┏━━

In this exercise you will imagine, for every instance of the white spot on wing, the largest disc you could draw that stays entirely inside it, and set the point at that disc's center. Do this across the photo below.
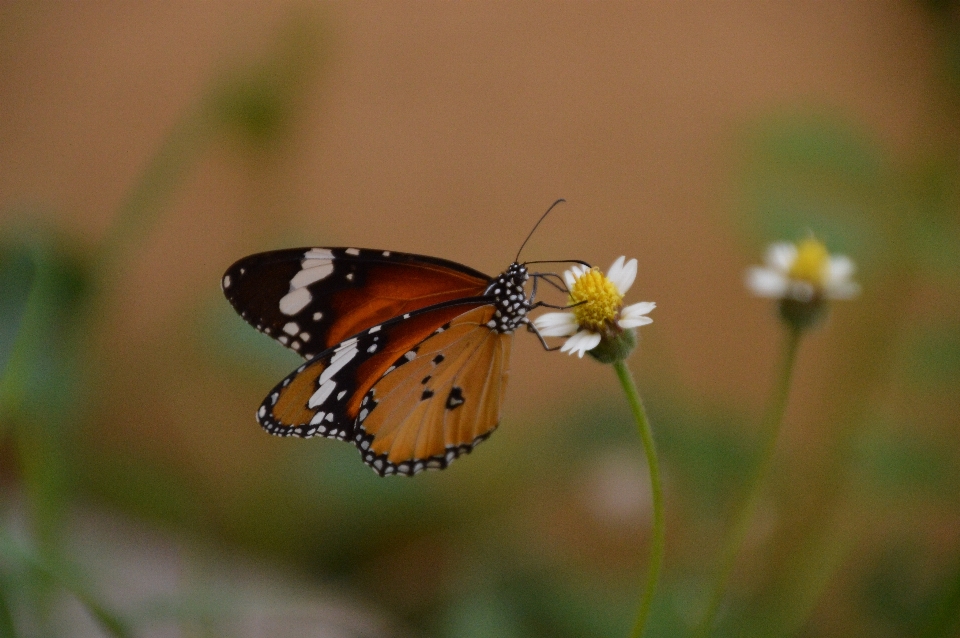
(313, 270)
(295, 301)
(340, 359)
(324, 391)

┗━━

Keep every word of the lines above unchanged in the copy, and omit the pictures.

In this exercise you will imagine, for every instance of the white spot on wing, the largest disc you could draw that stays entirely inside it, and set the point at that disc's center. Do this across the photo below.
(313, 270)
(295, 301)
(340, 359)
(324, 391)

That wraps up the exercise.